Exercise requirements - Set down all of the data exactly as it appears.

Point-per-instance localization data:

----

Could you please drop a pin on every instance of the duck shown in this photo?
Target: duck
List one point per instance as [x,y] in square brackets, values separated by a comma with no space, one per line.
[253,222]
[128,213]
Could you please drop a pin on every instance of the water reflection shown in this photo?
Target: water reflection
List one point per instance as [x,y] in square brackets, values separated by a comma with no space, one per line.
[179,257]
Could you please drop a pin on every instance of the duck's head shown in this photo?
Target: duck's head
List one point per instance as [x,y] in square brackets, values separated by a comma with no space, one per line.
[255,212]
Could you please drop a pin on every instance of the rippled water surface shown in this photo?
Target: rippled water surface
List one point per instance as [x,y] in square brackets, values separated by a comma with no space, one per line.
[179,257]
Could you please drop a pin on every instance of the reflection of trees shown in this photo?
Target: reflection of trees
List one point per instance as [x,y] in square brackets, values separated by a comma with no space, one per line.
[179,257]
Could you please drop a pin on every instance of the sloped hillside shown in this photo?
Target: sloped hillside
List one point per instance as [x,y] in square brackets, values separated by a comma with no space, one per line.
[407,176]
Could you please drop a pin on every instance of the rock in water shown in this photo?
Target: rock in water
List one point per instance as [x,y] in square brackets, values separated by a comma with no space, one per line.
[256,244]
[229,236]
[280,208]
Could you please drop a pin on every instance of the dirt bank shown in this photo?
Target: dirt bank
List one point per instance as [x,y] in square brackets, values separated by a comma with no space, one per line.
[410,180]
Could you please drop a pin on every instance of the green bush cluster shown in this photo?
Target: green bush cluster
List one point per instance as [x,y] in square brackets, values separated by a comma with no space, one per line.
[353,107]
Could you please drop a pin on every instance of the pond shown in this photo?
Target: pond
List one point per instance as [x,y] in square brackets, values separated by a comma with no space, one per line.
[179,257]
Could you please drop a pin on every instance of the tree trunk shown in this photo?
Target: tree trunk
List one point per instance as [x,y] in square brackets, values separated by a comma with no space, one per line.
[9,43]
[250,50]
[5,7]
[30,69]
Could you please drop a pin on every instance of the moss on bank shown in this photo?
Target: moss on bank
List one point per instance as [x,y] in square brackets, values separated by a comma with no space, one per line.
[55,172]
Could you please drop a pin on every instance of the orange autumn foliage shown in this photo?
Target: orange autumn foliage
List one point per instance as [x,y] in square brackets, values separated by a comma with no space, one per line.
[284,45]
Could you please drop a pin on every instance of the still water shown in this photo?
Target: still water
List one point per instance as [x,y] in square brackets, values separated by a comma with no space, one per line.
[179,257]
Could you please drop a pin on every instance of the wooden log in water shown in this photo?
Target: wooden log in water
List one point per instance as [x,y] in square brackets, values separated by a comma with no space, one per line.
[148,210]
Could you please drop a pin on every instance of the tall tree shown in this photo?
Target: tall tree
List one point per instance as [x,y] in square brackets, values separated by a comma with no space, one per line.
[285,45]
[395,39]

----

Written response -
Could you please drop a pin on every instance of the duck shown in this photo?
Target: duck
List one point per instance as [x,y] in square brackets, values separated by a comma with no space, one per line.
[253,222]
[128,213]
Could you please drop a pin on every instance of the water reflection shown in this photo?
Target: water reflection
List one point per instance as [x,y] in square brackets, values separated by a comma with no space, one per line.
[179,257]
Could you please drop a pin on every instance of the duck's head shown in this photo?
Target: duck's head
List one point per instance as [x,y] in square brackets, values separated by a comma with no space, one per line.
[255,212]
Could you please drop a pin on every instance of the rippled water surface shown in this photo?
Target: rippled water surface
List one point per instance as [x,y] in square brackets, values separated by a comma with no space, one per line.
[179,257]
Could you please drop a pin on every instance of the reflection of trees shown in this photo?
Target: reflection of trees
List one point per instance as [x,y] in square brackets, values separated by a comma with no space, one per line.
[179,257]
Could you please drop a pin on every instance of the sloped hillside shown in this photo?
Target: sloped hillside
List one point per instance as [x,y] in square brackets, values separated by a comma with no space, one per line.
[407,176]
Could you please drop a pin on every instance of the rock in water shown in this photo?
Target: rock in water
List one point per instance as [x,y] in square brackets, values separated by a comma with no space, one per line.
[256,244]
[229,236]
[280,208]
Could you please drop a pin on every instance of the dirt bank shown in this photo?
Target: dirt bank
List one point per instance as [x,y] in square brackets, values separated by a comma with no space, one per line.
[410,180]
Could you please drop a pin on every instance of the green bush cluster shown in this photo?
Target: green bush cluster
List one point per instance as [x,y] in square brackets, values separated by a comma with no space, one per line.
[353,107]
Could you please drop a pin on every instance of the pond shown in this photo?
Target: pond
List one point per instance as [x,y] in square brackets, values separated by a comma with no space, one per line.
[179,257]
Could you please drop a pin on every instance of the tree trunk shown in this photo?
Target: tree trunk
List one point per instance as [x,y] in square brackets, values separated by a comma with no space, one per line.
[9,43]
[250,50]
[5,7]
[30,69]
Could you please drop a pin on every instance of the moss on bank shown in this photo?
Target: moss on bank
List one point per instance as [x,y] in square brackets, values separated by a comma with no space, one per line.
[55,172]
Could you please drop a pin on every instance of the orange autumn foliage shown in this photo?
Target: orange autumn foliage
List one point per instance as [x,y] in square brackets, values separated by a comma with no space, one per line.
[284,45]
Could you please drop a pin on every instance of the still water shown in this photo?
Target: still water
List one point per instance as [x,y] in square brackets, values separated by a comma with no space, one per line.
[179,257]
Could you please drop a pin on every instance of the wooden log in water shown in this photo?
Target: wooden log in water
List one point per instance as [x,y] in square brackets, values separated by a comma with no space, one per line.
[148,210]
Could you please drop a pin on every instance of the tall tree shown in this photo?
Target: tall tree
List one point per instance as [x,y] in square brackets, values separated by a comma with no space, one per line.
[285,45]
[395,39]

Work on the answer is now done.